• **WORK TO COMPLETE**: Copy out the stretch from the line containing "Note to the class: find the gray hooded" through the line containing "pixel 47 296", both ends included and the request text kept. Shift every coordinate in the pin answers by -24.
--- BEGIN DATA ROWS ---
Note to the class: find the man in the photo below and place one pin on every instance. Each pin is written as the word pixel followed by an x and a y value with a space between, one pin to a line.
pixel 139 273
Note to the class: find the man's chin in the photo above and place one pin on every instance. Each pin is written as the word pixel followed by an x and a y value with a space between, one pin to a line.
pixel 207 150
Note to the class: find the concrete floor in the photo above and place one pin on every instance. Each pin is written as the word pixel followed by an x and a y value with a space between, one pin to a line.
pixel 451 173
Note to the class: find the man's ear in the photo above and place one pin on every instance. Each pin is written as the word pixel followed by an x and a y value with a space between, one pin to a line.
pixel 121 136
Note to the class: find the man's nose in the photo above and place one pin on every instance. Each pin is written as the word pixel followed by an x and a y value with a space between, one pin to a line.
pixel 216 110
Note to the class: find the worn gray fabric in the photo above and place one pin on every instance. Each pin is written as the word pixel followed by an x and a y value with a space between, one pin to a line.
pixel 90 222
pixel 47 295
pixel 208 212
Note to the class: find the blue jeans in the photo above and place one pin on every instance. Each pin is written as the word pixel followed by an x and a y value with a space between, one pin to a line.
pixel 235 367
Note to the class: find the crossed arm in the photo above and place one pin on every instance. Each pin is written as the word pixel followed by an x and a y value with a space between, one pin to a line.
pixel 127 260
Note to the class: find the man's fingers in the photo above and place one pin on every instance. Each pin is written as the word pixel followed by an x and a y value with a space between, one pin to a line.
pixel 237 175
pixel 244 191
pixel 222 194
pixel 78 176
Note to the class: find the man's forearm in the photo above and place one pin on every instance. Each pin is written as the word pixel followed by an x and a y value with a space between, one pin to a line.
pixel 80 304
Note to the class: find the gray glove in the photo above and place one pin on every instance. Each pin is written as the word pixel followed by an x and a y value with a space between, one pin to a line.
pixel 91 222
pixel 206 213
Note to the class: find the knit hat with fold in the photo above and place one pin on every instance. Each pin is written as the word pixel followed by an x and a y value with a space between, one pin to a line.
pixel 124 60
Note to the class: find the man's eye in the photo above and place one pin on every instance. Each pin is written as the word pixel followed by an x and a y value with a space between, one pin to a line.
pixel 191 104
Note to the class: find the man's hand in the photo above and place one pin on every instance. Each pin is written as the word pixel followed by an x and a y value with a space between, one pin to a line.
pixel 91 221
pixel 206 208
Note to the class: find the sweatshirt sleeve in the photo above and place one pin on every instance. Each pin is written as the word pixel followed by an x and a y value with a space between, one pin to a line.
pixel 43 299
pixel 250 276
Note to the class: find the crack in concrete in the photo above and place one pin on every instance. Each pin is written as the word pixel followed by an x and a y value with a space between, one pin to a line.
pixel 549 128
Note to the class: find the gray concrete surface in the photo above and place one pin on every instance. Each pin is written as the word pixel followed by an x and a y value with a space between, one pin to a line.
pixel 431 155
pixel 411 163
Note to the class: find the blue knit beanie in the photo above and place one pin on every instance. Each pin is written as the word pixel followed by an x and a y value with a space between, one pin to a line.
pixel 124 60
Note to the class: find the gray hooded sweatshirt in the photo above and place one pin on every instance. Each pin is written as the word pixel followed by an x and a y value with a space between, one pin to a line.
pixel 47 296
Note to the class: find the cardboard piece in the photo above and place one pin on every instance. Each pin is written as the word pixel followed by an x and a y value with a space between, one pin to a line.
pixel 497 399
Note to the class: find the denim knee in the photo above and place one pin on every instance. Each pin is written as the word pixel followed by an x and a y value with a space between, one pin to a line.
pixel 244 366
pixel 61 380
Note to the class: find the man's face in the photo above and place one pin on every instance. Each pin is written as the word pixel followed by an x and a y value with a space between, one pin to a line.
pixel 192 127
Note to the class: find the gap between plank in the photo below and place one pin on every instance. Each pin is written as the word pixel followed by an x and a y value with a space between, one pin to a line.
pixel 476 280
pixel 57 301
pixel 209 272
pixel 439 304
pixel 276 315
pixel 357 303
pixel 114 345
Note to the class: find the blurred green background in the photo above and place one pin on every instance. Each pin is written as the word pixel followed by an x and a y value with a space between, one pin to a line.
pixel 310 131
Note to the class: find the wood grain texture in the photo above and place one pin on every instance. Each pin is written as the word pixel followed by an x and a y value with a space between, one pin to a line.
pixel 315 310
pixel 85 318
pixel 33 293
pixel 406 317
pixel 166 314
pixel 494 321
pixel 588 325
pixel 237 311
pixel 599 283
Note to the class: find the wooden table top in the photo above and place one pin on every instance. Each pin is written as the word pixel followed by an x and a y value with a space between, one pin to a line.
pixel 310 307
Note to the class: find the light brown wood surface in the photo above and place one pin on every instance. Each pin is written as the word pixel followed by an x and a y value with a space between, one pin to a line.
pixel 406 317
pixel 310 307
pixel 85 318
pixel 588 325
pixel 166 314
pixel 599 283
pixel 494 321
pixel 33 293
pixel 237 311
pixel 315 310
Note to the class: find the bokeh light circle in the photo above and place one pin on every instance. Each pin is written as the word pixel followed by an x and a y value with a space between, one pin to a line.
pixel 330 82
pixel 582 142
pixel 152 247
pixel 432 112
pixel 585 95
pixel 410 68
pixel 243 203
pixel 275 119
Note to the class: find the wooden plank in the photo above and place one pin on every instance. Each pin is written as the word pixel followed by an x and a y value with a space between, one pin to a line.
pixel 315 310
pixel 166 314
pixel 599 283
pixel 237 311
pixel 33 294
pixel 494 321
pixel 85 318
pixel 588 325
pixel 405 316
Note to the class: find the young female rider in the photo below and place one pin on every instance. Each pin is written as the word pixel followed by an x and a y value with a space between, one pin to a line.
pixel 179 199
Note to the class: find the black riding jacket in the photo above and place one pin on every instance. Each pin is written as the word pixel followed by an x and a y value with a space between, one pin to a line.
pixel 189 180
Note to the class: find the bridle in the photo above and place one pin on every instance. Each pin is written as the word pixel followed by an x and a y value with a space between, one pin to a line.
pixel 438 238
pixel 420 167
--- END DATA ROWS ---
• **SOLUTION BELOW**:
Note to the class: find the gray hooded sweatshirt in the photo above and place one pin on every instance. Each pin is written as the word pixel followed by an x and a y value with a space between, one pin to a line.
pixel 23 272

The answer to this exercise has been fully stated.